**ASSIGNED TASK**
Using the listing that follows, report how many lines include the word "beige", and add no other words.
Start of Block
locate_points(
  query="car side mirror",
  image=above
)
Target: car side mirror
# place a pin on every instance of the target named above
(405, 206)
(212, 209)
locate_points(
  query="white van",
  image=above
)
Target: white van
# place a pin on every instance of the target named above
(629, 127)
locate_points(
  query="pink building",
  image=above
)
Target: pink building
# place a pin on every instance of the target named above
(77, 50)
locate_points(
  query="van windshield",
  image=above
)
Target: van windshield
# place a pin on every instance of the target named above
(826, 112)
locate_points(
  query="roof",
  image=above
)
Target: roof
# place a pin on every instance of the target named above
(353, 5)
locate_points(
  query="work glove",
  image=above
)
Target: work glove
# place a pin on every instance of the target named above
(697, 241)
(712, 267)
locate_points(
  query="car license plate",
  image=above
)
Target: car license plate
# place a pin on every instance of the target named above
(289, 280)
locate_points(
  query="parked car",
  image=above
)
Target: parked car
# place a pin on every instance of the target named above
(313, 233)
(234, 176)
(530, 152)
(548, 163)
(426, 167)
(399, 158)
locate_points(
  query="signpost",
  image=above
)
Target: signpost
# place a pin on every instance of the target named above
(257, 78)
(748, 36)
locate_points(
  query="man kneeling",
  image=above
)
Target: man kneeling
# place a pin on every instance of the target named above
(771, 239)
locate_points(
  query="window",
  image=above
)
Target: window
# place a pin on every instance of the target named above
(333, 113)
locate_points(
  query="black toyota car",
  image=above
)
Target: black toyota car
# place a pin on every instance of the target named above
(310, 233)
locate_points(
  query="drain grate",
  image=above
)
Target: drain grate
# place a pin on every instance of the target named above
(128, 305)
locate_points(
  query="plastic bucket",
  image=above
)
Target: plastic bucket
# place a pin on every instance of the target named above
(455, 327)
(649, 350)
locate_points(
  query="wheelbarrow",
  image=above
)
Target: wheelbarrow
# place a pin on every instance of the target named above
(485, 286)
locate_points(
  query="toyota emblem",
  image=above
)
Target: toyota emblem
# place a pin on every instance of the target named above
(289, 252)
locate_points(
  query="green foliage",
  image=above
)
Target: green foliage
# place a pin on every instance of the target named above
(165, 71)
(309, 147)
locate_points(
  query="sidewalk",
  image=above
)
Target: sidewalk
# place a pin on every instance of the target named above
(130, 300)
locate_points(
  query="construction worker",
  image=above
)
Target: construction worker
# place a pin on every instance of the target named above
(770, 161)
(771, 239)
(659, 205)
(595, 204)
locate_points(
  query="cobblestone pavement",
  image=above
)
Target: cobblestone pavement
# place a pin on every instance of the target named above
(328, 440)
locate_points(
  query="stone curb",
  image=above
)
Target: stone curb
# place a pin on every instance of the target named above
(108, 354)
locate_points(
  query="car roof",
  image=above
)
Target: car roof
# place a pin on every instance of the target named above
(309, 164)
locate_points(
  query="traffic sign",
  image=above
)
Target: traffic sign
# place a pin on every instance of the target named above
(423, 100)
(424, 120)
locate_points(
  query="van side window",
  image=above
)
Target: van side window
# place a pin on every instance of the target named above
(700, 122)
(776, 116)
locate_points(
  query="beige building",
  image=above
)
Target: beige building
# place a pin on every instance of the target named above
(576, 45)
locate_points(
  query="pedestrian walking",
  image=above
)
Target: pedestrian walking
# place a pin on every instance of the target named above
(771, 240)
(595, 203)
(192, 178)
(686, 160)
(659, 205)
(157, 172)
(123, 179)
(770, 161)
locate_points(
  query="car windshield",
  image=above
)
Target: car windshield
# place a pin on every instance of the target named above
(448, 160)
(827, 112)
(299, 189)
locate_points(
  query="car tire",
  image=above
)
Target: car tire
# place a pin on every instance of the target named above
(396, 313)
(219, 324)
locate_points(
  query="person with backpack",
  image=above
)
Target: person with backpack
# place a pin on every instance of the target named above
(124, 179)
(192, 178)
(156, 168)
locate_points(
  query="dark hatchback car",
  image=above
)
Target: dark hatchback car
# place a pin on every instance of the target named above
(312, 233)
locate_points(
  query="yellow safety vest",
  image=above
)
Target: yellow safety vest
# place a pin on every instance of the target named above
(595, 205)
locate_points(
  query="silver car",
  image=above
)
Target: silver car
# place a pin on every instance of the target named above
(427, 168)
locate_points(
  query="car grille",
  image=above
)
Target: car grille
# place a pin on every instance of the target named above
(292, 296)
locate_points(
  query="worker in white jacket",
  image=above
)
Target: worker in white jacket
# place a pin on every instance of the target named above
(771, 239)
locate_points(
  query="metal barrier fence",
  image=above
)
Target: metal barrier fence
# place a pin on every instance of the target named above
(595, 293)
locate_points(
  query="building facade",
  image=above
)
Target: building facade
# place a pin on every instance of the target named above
End of Block
**RESULT BELOW**
2